=== Task requirements ===
Scanning the entries below, copy every line that contains the word "floral".

[Stored data entries]

###

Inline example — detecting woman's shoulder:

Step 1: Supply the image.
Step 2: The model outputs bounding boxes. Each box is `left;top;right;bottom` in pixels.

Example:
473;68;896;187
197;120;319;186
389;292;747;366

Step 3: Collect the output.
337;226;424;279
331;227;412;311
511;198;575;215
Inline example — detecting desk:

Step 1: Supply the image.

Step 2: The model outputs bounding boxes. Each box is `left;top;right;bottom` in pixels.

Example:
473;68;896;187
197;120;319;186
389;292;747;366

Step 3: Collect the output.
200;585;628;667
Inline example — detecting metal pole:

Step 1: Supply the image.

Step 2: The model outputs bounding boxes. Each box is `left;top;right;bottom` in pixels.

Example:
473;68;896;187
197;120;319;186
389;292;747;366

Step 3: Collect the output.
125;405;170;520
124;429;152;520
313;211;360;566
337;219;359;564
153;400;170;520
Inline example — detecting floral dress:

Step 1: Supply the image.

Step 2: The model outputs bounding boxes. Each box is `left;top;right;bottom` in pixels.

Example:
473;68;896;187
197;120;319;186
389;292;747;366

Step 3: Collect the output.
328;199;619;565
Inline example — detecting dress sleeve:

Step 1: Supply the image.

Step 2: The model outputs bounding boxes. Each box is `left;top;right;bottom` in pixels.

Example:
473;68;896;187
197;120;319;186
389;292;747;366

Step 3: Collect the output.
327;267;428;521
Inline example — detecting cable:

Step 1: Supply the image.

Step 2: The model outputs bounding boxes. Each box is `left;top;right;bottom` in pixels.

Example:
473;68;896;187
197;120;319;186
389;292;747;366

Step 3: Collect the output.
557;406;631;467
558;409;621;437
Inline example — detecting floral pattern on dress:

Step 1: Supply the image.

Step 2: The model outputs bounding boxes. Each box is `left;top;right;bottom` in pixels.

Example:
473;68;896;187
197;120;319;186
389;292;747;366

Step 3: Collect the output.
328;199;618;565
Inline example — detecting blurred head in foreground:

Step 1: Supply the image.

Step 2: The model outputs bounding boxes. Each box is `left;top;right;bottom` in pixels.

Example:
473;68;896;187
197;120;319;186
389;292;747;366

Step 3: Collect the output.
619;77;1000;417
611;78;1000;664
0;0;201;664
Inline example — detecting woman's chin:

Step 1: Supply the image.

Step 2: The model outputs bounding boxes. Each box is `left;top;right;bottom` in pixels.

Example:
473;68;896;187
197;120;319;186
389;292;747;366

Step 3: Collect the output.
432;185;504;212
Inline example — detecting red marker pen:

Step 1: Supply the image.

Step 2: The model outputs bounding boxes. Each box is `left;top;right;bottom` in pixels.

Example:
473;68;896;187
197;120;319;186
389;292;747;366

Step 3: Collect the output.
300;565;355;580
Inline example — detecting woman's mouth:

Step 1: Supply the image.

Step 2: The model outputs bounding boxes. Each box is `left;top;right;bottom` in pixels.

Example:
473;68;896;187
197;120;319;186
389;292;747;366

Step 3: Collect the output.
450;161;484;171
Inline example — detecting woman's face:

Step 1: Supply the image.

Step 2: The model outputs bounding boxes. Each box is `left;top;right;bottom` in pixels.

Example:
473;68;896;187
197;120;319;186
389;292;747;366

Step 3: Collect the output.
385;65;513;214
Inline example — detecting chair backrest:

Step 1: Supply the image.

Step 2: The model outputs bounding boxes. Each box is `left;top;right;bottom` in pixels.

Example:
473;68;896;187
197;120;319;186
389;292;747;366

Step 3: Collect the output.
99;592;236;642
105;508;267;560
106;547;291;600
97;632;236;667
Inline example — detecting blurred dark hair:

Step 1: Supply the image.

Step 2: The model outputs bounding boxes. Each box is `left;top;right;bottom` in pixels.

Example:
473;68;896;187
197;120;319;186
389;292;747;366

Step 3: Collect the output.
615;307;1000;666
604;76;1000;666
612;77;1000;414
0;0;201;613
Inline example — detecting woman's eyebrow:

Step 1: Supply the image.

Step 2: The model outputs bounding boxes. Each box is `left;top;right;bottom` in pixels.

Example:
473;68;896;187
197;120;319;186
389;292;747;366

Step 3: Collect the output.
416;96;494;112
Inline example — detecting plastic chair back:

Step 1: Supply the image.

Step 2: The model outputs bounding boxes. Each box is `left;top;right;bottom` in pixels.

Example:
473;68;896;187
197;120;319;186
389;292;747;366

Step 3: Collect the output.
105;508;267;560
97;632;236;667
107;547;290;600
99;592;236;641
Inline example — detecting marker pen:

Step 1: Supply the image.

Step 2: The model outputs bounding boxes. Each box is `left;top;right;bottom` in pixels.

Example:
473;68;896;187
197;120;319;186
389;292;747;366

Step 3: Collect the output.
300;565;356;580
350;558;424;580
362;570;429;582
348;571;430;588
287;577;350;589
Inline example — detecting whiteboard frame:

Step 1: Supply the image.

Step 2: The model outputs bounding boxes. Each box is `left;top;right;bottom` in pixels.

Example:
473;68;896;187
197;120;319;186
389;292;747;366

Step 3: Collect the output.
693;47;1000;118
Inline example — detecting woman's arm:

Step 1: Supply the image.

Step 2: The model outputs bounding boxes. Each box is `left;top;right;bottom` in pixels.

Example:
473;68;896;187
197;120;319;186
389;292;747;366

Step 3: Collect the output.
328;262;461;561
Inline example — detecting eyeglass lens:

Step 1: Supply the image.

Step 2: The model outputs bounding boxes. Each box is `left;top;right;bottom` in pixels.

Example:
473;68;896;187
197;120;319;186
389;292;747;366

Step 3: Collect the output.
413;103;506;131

###

=== Solved exercise ===
Inline example — detecting floral dress:
Inline example — detecting floral pattern on dress:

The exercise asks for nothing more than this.